Please count how many lines of the records below contain the word "outstretched", and reply with only that number.

### [Records to process]
----

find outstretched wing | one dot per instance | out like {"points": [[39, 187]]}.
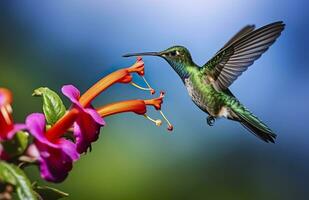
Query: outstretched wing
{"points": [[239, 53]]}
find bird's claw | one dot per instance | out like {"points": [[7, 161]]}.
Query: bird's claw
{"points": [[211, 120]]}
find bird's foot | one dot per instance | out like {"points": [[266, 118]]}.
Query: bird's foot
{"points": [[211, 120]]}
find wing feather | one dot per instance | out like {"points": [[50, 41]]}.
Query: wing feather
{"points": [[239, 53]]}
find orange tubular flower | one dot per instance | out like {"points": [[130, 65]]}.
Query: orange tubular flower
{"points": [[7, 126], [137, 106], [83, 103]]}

----

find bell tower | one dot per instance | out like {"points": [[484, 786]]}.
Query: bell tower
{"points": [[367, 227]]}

----

### [Exercise output]
2